Set exercise 1: In the judgment excerpt, where did Cobelfret say the subsidiaries that paid it dividends were established?
Set exercise 2: Please sum up the judgment excerpt in two sentences.
Set exercise 3: List every earlier case that the judgment excerpt cites.

Article:
20      According to Article 1 of Directive 90/435, the latter applies to distributions of profits received by companies of one Member State which come from their subsidiaries in other Member States. In addition, Article 2 of Directive 90/435 defines its scope in relation to the forms of companies listed in the annex thereto, while Article 3(1) lays down the minimum holding necessary to enable one company to be considered a parent company and the other company to be considered a subsidiary within the meaning of Directive 90/435.

21      It must be noted in that regard that the referring court has omitted to indicate the origin of the dividends received by Cobelfret and the percentage of shares held by the latter in the companies distributing the dividends.

22      Cobelfret submits to the Court, without being challenged by the Belgian Government in that regard, that it received dividends from its subsidiaries established in the United Kingdom and that its holdings in those companies meet the conditions laid down in Article 3 of Directive 90/435.

23      If it is for the national court, and not the Court of Justice, to determine whether those facts are correct (Case 104/77 Oehlschläger [1978] ECR 791, paragraph 4), it is also for the national court alone, within the framework of the cooperation between the Court of Justice and national courts and tribunals established by Article 234 EC, to determine, in the light of the particular circumstances of the case, both the need for a preliminary ruling in order to enable it to deliver judgment and the relevance of the questions which it submits to the Court (see, to that effect, Case C-17/03 VEMW and Others [2005] ECR I-4983, paragraph 34 and the case-law cited).

24      The presumption of relevance which attaches to questions referred by national courts for a preliminary ruling can be rebutted only in exceptional cases, in particular where it is quite obvious that the interpretation of Community law sought bears no relation to the actual facts of the main action or to its purpose (see Case C-500/06 Corporación Dermoestética [2008] ECR I-0000, paragraph 23 and the case-law cited).

25      In the present case, as the admissibility of the reference for a preliminary ruling has, moreover, not been contested by Cobelfret, the Belgian Government or the Commission of the European Communities, there are no obvious grounds on which to take the view that the interpretation of Community law requested by the national court is irrelevant for its purposes.

Provided data:
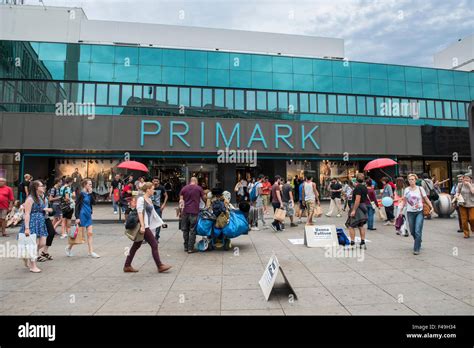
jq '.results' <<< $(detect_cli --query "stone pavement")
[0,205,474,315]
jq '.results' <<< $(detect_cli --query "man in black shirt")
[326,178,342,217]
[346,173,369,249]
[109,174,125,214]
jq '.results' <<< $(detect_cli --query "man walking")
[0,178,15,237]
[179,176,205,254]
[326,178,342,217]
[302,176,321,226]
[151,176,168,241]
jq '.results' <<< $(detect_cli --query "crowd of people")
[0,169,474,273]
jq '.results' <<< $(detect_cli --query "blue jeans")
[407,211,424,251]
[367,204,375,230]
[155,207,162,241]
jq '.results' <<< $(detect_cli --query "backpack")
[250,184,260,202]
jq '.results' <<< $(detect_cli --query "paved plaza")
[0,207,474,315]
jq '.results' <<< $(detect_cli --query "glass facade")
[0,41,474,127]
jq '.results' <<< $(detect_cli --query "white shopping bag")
==
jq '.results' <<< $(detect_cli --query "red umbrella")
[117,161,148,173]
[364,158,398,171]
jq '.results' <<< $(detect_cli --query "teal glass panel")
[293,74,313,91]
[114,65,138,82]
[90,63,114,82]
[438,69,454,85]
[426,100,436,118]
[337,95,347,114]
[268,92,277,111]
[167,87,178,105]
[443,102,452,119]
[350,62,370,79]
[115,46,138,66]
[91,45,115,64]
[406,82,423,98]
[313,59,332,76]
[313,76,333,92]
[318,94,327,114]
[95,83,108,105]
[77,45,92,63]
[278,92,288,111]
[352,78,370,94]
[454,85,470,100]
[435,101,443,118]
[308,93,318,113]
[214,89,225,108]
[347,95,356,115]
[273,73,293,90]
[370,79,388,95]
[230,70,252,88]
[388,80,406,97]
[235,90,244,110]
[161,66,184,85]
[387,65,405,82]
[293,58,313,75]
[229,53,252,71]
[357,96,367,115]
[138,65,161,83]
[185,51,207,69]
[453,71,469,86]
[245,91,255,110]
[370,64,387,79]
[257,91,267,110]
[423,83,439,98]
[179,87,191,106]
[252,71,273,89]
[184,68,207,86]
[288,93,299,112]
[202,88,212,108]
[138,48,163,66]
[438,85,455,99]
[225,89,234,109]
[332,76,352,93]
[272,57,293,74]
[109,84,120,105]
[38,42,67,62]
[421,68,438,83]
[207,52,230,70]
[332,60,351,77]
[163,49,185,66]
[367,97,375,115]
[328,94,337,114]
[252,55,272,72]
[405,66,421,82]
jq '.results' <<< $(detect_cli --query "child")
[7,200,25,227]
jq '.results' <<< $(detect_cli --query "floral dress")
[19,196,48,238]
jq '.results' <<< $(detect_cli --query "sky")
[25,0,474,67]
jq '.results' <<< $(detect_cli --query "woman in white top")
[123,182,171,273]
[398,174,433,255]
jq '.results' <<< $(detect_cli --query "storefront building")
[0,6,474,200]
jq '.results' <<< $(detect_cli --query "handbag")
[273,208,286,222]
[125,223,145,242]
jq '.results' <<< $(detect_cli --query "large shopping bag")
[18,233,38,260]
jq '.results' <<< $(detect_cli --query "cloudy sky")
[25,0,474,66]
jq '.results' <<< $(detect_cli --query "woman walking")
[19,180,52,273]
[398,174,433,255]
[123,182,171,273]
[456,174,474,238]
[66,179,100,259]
...
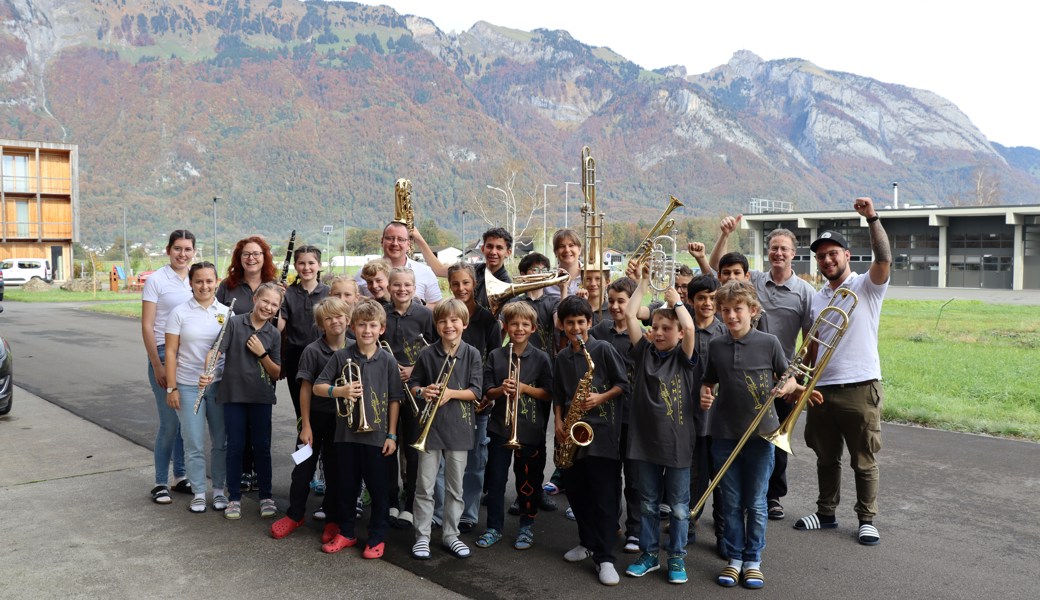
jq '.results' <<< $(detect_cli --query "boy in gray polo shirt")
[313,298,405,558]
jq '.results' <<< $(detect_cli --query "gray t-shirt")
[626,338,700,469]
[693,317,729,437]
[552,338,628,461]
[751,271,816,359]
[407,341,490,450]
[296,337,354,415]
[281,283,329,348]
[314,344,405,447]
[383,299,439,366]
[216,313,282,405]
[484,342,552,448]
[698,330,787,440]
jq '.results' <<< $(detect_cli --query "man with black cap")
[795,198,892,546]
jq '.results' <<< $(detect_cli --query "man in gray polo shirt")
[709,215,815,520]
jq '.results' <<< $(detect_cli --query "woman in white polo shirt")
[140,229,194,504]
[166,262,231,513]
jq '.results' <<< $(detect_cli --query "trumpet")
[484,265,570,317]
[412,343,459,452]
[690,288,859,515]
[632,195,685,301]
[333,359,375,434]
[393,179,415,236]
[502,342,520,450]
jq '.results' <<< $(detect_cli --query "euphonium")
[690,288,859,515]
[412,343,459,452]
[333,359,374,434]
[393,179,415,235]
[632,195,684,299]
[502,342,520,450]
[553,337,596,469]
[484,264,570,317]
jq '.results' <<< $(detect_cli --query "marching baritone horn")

Correct response 1: In the United Kingdom.

Correct response 2: Directive 90/435 covers profit distributions that companies receive from subsidiaries in other Member States, and although the referring court did not say where Cobelfret's dividends came from or how large its holdings were, Cobelfret stated, without challenge from the Belgian Government, that they came from United Kingdom subsidiaries whose holdings met the conditions of Article 3. Because it is for the national court alone to judge the need for a preliminary ruling and the relevance of its questions, and because no party contested admissibility, there are no obvious grounds to regard the requested interpretation of Community law as irrelevant.

Correct response 3:
Case 104/77 Oehlschläger [1978] ECR 791
Case C-17/03 VEMW and Others [2005] ECR I-4983
Case C-500/06 Corporación Dermoestética [2008] ECR I-0000